-- begin Text block --

The largest gathering apparently took place at the Jonang Chamda Monastery in Golog (Chinese: Guoluo) Prefecture of Qinghai Province where on Jun 23 more than a thousand Tibetans assembled to mark the occasion. The report said the monastery’s senior monk Khenchen Sherab Salje was also born in the same month and more than a thousand Tibetans gathered to honour the two.

A portrait of the Dalai Lama was reported to have been brought in and placed on a throne, with offerings being made before it. More than 500 monks of the monastery then began a three-day prayer service for the Dalai Lama’s long life.

Earlier, on Jun 21, monks of Khagya Toe Monastery in Kanlho (Gannan) prefecture of Gansu Province had also displayed a portrait of the Dalai Lama, which is banned by China, and stood in two lines to offer prayers, holding incense sticks and ceremonial scarves in their hands. A large number of captive birds were freed for the occasion.

The report also said that over Jun 21-22, Tibetans in the same area staged plays on Tibet’s eighth century emperor Trisong Detsen, who had briefly captured the Tang Dynasty Chinese capital Changan (Xian in eastern China today), as well as on Tibet’s epic hero Gesar of Ling.

-- end Text block --
-- begin Dataset extract --

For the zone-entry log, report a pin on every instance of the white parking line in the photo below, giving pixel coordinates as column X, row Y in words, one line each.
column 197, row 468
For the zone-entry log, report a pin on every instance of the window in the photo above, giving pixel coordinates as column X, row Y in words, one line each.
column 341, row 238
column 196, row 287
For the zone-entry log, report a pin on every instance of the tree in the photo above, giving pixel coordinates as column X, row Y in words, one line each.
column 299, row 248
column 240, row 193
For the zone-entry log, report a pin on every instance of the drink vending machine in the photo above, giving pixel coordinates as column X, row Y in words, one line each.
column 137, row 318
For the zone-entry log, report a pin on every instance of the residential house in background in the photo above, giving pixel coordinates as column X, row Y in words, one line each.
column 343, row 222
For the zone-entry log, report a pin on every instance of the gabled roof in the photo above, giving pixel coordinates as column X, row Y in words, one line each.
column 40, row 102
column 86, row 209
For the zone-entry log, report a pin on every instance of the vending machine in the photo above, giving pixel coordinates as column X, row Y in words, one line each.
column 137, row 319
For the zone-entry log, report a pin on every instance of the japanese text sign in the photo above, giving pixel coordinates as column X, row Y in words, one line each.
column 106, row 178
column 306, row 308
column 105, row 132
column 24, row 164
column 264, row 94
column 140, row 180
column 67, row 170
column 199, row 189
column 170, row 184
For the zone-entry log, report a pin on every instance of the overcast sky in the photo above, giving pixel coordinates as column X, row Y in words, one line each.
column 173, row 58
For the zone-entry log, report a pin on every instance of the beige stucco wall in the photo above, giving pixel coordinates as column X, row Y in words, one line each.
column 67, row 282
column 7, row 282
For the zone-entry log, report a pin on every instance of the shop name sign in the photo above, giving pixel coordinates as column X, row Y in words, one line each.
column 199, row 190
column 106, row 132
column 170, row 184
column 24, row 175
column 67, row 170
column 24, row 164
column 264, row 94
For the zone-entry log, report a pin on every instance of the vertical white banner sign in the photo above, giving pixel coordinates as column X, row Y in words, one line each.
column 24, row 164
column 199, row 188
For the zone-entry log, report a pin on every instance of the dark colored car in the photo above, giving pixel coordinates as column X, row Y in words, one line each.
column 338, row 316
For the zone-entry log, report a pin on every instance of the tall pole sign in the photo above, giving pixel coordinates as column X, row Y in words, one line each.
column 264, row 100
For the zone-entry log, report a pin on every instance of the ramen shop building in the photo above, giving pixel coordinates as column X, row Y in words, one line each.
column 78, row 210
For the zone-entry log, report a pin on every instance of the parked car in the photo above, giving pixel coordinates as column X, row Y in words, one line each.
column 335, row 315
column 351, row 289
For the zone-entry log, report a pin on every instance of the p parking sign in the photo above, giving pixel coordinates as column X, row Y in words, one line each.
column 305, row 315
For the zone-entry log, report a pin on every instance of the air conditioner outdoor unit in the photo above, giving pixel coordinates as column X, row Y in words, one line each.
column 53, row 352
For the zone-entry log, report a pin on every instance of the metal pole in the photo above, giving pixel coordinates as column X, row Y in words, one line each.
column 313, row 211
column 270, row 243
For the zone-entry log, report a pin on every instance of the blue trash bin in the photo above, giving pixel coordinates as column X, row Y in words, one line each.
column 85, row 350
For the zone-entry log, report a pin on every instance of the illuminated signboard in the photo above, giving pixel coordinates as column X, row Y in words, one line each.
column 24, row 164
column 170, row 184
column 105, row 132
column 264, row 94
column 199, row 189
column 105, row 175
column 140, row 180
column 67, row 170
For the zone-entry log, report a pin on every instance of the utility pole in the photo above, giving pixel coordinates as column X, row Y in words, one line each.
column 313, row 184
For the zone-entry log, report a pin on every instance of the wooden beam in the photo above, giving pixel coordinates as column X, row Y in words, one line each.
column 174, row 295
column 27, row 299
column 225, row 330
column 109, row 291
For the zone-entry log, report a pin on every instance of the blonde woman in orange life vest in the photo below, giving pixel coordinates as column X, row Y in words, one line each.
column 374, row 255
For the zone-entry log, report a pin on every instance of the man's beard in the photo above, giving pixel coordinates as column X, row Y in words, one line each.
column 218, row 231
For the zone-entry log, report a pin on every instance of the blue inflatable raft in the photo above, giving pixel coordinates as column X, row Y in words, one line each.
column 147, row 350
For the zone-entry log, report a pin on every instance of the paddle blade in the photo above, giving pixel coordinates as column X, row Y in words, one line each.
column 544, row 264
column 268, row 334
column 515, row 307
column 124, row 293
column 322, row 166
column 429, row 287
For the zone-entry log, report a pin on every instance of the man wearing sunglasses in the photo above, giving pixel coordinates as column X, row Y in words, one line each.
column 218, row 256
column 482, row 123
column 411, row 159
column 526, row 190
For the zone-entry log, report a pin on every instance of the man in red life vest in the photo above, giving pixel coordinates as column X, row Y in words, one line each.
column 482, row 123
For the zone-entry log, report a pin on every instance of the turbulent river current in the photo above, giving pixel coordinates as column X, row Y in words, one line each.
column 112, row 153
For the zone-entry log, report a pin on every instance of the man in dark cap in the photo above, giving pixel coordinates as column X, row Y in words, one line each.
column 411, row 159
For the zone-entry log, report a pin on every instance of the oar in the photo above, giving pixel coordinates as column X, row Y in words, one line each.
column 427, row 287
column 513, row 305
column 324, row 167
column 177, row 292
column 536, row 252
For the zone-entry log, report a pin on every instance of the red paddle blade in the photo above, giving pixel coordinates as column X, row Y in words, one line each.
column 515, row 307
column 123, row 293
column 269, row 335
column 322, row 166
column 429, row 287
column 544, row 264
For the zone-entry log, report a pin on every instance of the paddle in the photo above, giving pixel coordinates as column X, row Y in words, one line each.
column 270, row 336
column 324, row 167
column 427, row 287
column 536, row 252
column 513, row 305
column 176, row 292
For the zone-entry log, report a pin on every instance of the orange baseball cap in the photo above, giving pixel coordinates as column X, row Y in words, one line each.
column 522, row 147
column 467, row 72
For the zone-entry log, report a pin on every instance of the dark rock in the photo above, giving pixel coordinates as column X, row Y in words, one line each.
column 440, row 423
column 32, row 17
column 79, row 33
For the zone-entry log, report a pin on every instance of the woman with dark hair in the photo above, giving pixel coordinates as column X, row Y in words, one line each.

-- end Dataset extract --

→ **Set of tasks**
- a) Translate this sentence from the passage about Tibetan gatherings into Spanish: "A large number of captive birds were freed for the occasion."
- b) Rewrite the passage about Tibetan gatherings from the words "Earlier, on Jun" through the words "for the occasion.", swapping "incense sticks" for "butter lamps".
The records have no connection to the text.

→ **Responses to the tasks**
- a) Para la ocasión se liberó una gran cantidad de aves cautivas.

- b)
Earlier, on Jun 21, monks of Khagya Toe Monastery in Kanlho (Gannan) prefecture of Gansu Province had also displayed a portrait of the Dalai Lama, which is banned by China, and stood in two lines to offer prayers, holding butter lamps and ceremonial scarves in their hands. A large number of captive birds were freed for the occasion.